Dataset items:
-.-.-

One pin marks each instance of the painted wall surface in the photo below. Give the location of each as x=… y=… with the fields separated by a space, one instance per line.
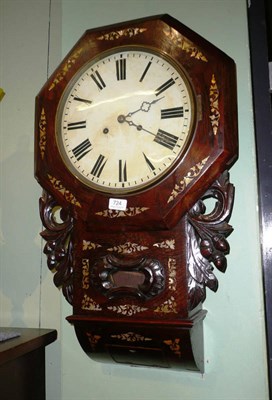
x=235 y=353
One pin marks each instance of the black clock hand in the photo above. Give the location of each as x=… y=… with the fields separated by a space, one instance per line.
x=145 y=106
x=122 y=118
x=83 y=100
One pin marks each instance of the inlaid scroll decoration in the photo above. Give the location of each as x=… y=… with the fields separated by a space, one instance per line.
x=93 y=339
x=56 y=183
x=215 y=114
x=119 y=277
x=169 y=306
x=128 y=248
x=166 y=244
x=189 y=177
x=58 y=247
x=87 y=245
x=172 y=268
x=42 y=133
x=184 y=44
x=66 y=67
x=130 y=32
x=127 y=309
x=89 y=304
x=206 y=239
x=85 y=273
x=174 y=345
x=129 y=212
x=131 y=337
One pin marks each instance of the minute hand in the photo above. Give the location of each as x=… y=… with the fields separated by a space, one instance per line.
x=145 y=106
x=138 y=127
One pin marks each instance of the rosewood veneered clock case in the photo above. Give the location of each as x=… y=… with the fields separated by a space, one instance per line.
x=135 y=129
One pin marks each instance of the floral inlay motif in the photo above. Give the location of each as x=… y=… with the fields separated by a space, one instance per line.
x=172 y=280
x=127 y=309
x=56 y=183
x=42 y=130
x=129 y=212
x=89 y=304
x=86 y=245
x=60 y=75
x=184 y=44
x=122 y=32
x=166 y=244
x=189 y=177
x=169 y=306
x=85 y=273
x=215 y=114
x=131 y=337
x=128 y=248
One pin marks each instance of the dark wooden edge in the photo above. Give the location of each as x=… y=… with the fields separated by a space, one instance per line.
x=263 y=131
x=29 y=340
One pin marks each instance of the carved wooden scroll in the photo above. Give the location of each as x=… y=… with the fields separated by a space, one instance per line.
x=58 y=247
x=206 y=247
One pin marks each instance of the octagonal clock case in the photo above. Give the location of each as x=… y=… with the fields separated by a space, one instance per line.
x=134 y=131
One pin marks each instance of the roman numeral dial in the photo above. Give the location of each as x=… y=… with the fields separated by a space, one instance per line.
x=126 y=120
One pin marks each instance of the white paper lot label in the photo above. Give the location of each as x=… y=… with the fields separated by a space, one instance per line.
x=118 y=204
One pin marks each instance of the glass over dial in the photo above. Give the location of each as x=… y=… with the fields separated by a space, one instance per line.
x=125 y=120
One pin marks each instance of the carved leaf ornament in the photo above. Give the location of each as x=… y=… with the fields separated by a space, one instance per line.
x=58 y=247
x=206 y=239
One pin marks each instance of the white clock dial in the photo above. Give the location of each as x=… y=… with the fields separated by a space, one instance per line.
x=126 y=120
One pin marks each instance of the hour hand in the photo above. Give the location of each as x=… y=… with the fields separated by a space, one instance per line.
x=145 y=106
x=80 y=99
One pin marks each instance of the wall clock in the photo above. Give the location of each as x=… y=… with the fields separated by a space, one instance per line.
x=135 y=129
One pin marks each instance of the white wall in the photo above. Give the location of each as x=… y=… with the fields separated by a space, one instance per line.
x=235 y=354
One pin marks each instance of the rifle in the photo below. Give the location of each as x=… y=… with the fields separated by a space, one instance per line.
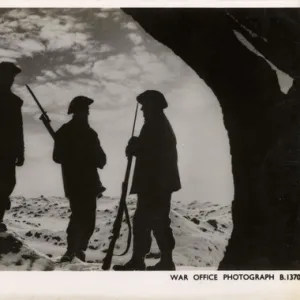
x=122 y=208
x=44 y=117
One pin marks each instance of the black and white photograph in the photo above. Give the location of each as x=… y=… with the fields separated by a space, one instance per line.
x=149 y=139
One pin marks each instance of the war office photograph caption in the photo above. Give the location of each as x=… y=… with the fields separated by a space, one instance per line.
x=150 y=146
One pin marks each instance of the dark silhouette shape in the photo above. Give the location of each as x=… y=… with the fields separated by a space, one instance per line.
x=248 y=90
x=122 y=209
x=78 y=150
x=155 y=178
x=11 y=136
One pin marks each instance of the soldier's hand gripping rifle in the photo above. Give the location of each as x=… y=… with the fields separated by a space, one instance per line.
x=44 y=117
x=122 y=208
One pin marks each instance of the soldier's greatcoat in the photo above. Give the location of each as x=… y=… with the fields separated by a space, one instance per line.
x=11 y=143
x=156 y=158
x=78 y=150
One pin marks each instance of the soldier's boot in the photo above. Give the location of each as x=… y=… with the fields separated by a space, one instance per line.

-.-.-

__What the task requires__: Leave every image out and retype the entries above word for word.

__Task solution__:
One pin marks each instance of the painted wall surface in the photo below. Give the location of each as x=… y=… with the fields separated by a space, one instance per line.
x=235 y=353
One pin marks each instance of the black clock hand in the photo above. Give the location of each as x=… y=… with the fields separated by a space, one instance per line.
x=145 y=106
x=122 y=118
x=83 y=100
One pin marks each instance of the inlaid scroll decoration in the photo above. Give the location of each as x=… y=… with the fields separated by a space, one instance per line.
x=93 y=339
x=56 y=183
x=215 y=114
x=119 y=277
x=169 y=306
x=128 y=248
x=166 y=244
x=189 y=177
x=58 y=247
x=87 y=245
x=172 y=268
x=42 y=133
x=184 y=44
x=66 y=67
x=130 y=32
x=127 y=309
x=89 y=304
x=206 y=239
x=85 y=273
x=174 y=345
x=129 y=212
x=131 y=337
One pin marks each instance of the minute hand in the photo above. Give the location of each as x=… y=… with the fields separated by a space, one instance per line.
x=145 y=106
x=138 y=127
One pin marks each instance of the rosewood veneered clock case in the photo above. Give the location of each as x=… y=… with the fields separated by a space, one instance per line.
x=135 y=129
One pin marks each instance of the floral inlay motif in the photo above. Give the location of each as x=… y=… with the fields separated by a space, one instance per line.
x=172 y=280
x=127 y=309
x=56 y=183
x=42 y=130
x=129 y=212
x=89 y=304
x=86 y=245
x=60 y=75
x=184 y=44
x=122 y=32
x=166 y=244
x=189 y=177
x=169 y=306
x=85 y=273
x=215 y=114
x=131 y=337
x=128 y=248
One pin marks each instance of the dark wooden edge in the photo above. Give the location of each as x=… y=… with the fields separated by a space, one instance per line.
x=263 y=131
x=29 y=340
One pin marks each instance of the carved wooden scroll in the photo above. Give the location of each as x=… y=… with the fields separated by a space, one instance per line.
x=58 y=247
x=206 y=247
One pin marks each instance of the octagonal clock case in the photo above. Give the location of each as x=… y=… with the fields separated by a space, one instance per line.
x=134 y=131
One pin marks each instance of the roman numeral dial in the photo above. Give the location of each as x=… y=… with the fields separated by a space, one instance per line.
x=126 y=120
One pin marks each instance of the white paper lot label in the photo above. Give the location of each as x=… y=… with the fields separated by a space, one instance per line.
x=118 y=204
One pin marks each instance of the glass over dial in the photo above. Give the location of each as x=… y=… with the fields separated by a space, one instance per line.
x=125 y=120
One pin marks each instance of the carved leaf ornament in the photo above. Give the location of each as x=… y=… with the fields separated by a space, one instance per line.
x=58 y=247
x=206 y=239
One pin marks each instance of the white clock dial in the photo above. Give the location of each as x=… y=… with the fields separated by a space, one instance per line.
x=126 y=120
One pin marks each instance of the hour hand in the photo above. Give the location of each as x=… y=… with the fields separated by a space, one instance per line.
x=145 y=106
x=80 y=99
One pin marks each instance of the wall clock in the photo above. Give the location of each as x=… y=… with the fields separated by a space, one instance per line.
x=135 y=129
One pin marks each instance of the white wall in the photo above. Give the location of each as x=… y=… with the fields separated by a space, one instance per line.
x=235 y=354
One pin marks each instance of the rifle in the photo below. Give the location of each as x=… y=… with the fields separated by a space, one instance per line.
x=122 y=208
x=44 y=117
One pin marks each instance of the black and white photograph in the photo above. Give the location of each as x=… y=… with the fields separated by a space, one instance per line.
x=149 y=139
One pin marks each instance of the war office photograph caption in the photo above. Give the location of each as x=… y=… with the fields separated by a space, one instance per line.
x=150 y=146
One pin marks each instance of the dark silhouette shape in the photo above. Give the location of each as x=… y=… with the fields separated by a space, one instance per line.
x=248 y=90
x=122 y=209
x=78 y=150
x=155 y=178
x=11 y=136
One pin marks each instance of the soldier's hand gripping rifle in the photo above. Give the location of each as x=… y=… with the fields separated by a space, one instance per line.
x=44 y=117
x=122 y=208
One pin marks each instance of the soldier's greatcoat in the photo above. Give the location of each as x=… y=… with the fields separated by a space, one instance per line.
x=11 y=143
x=156 y=158
x=78 y=150
One pin marks each instance of the soldier's boot in the photo above. Give the location of each as x=… y=… with the fields separated by a space, one instance per line.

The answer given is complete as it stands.